Locally grown produce is less likely to have been treated with chemicals to prevent spoilage. Price may be inhibitive, or sometimes organic food is less widely available, in which case, try to eat a variety of foods combining organic and non-organic produce.
Try to follow the healthy approach (outlined above) 90% of the time, with only the occasional food treats.
So how much of each type of food should I eat?
I would recommend gradually increasing your intake to 9 or 10 portions of vegetables and fruit per day, with 7 portions being veg and 2 fruit. A portion can be measured simply by the amount that fits into a cupped hand. Go for a ‘rainbow of colours’ to get a variety of phytonutrients.
Suggestions for increasing the amount of vegetables and fruit in the diet include:
Add fruit and a few seeds or nuts to your whole grain porridge.
Eat a bowl of vegetable soup or a mixed salad containing beans or pulses.
Serve a side salad or steamed/roasted vegetables with dinner. Incorporate pureed vegetables into pasta sauces i.e. tomatoes, carrots, celery, and peppers.
Fresh or baked fruit makes a tasty dessert.
Vegetable crudités such as carrot, cucumber or pepper strips with humus make a great snack. Or a small handful of raw unsalted nuts with a piece of fruit.
Protein should also be included in each meal. It is essential to allow your body to repair itself. It helps you to maintain your immune system. Include animal protein 5 or 6 times a week – a palm-sized portion of fish or lean meat (poultry or game), or eggs.
Aim to keep red meat consumption to a minimum (1 or 2 portions per week). If you can, choose organic or grass-fed meat. Include plant-based protein such as pulses (beans, lentils or peas), nuts, seeds or grains like quinoa. Pulses can be sprouted to enhance their nutritional benefits.
Include unrefined whole grains such as buckwheat, rye, spelt, quinoa, wheat, rice and oats, and healthy fats such as oils from olives, coconuts, nuts and seeds, and oily fish (for omega-3 fats). Include a small amount of saturated fat from meat and dairy products but include more of the foods containing unsaturated fats.
Try to use a variety of fresh or dried herbs and spices, including: chilli, ginger, garlic, rosemary, turmeric, thyme and mint to add flavour and nutrients to food.

■ **WHAT NEEDS TO BE DONE**: Name every herb and spice that the healthy eating text suggests for adding flavor and nutrients to food.

Natural language region descriptions
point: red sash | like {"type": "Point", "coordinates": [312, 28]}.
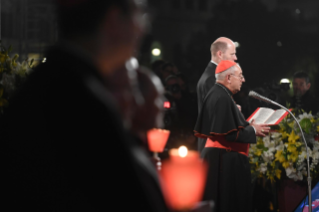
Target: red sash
{"type": "Point", "coordinates": [220, 142]}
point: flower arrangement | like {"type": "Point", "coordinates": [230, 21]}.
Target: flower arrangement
{"type": "Point", "coordinates": [12, 74]}
{"type": "Point", "coordinates": [284, 152]}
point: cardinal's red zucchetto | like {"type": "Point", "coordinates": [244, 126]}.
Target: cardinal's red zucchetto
{"type": "Point", "coordinates": [224, 65]}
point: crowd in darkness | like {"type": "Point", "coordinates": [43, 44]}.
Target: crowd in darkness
{"type": "Point", "coordinates": [181, 108]}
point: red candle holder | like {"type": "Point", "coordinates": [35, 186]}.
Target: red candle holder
{"type": "Point", "coordinates": [157, 139]}
{"type": "Point", "coordinates": [183, 180]}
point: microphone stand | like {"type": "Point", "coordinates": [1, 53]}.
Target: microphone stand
{"type": "Point", "coordinates": [303, 137]}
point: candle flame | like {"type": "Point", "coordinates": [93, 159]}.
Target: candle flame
{"type": "Point", "coordinates": [182, 151]}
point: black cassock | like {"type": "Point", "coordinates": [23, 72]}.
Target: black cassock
{"type": "Point", "coordinates": [229, 178]}
{"type": "Point", "coordinates": [205, 83]}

■ **RESPONSE TO THE TASK**: chilli, ginger, garlic, rosemary, turmeric, thyme, mint